Segment Start: TASK INPUT

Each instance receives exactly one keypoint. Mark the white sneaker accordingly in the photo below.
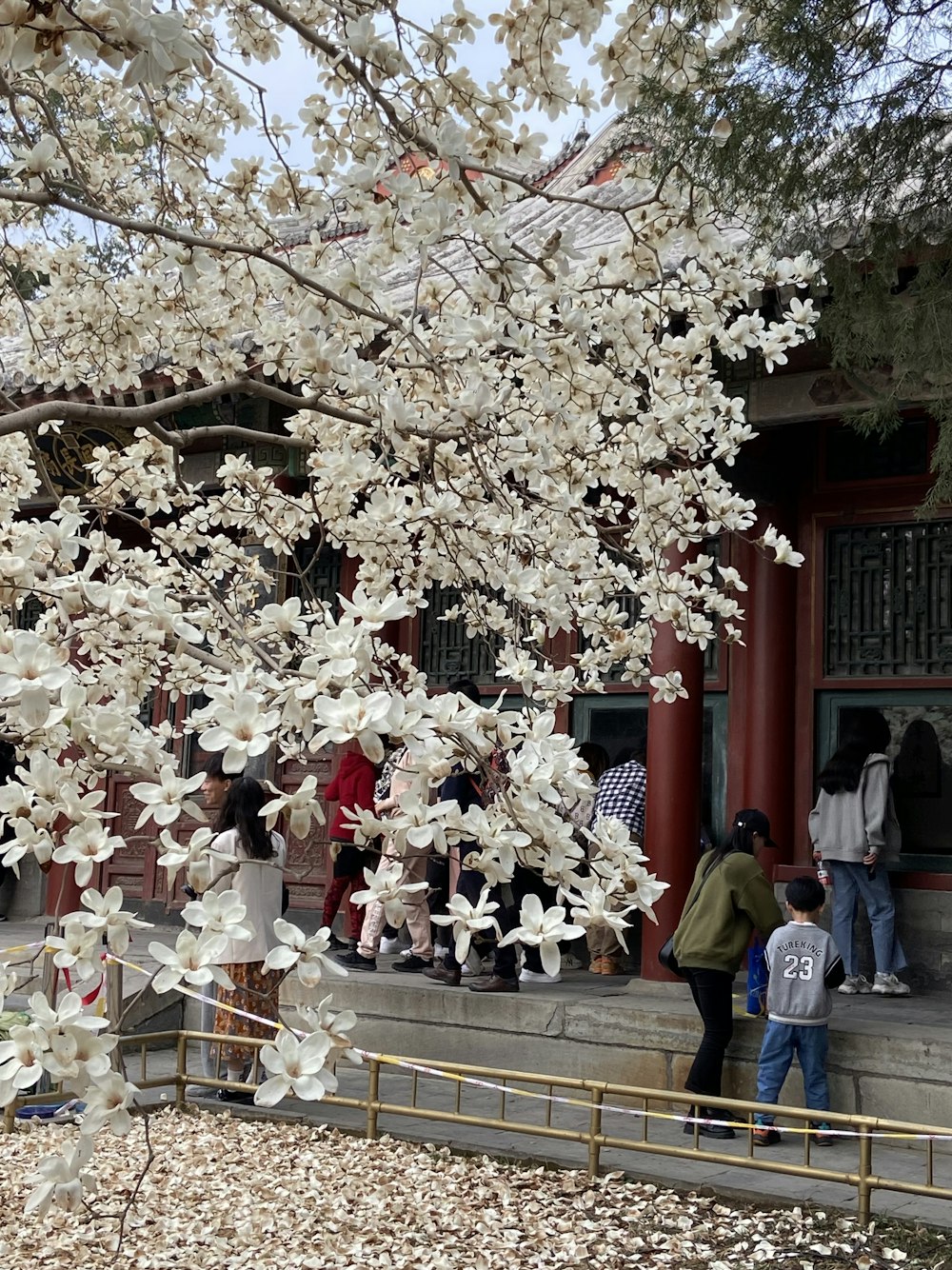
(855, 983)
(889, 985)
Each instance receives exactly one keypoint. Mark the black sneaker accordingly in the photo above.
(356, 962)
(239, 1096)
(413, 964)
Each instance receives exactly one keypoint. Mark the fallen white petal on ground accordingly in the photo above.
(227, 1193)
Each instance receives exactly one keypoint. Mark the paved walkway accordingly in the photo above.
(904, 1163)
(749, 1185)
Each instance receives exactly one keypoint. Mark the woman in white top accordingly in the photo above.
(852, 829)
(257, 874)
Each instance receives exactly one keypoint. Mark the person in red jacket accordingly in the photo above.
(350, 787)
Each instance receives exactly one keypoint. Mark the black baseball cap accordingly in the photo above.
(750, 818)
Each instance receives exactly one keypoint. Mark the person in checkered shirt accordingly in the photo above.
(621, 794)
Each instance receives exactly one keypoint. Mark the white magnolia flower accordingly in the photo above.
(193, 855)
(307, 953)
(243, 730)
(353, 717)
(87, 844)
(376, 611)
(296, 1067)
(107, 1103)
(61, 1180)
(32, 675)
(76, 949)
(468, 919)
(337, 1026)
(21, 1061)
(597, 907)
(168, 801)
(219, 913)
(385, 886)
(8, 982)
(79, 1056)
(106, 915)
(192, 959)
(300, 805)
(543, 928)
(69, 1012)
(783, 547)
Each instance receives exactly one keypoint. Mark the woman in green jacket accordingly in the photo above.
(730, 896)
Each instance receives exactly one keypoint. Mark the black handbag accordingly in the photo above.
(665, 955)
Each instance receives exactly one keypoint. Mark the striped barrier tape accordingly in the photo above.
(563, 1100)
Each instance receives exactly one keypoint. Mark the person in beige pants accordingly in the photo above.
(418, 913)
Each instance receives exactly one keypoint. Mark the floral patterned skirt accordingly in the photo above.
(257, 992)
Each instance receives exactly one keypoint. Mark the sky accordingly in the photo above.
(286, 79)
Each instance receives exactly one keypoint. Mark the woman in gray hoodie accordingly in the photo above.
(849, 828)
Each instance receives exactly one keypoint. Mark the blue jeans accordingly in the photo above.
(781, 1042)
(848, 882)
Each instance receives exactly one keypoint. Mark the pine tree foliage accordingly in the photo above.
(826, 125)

Segment End: TASK INPUT

=== PROBLEM TO WORK ON ===
Copy nothing except the lines from the one with "Each instance receives exactly one keypoint. Mark the pine" through the end of the records; keep each exactly as it appears, first and last included.

=== WRITTEN ANSWER ===
Each instance receives exactly one keypoint. Mark the pine tree foliage accordingly in the photo above.
(826, 125)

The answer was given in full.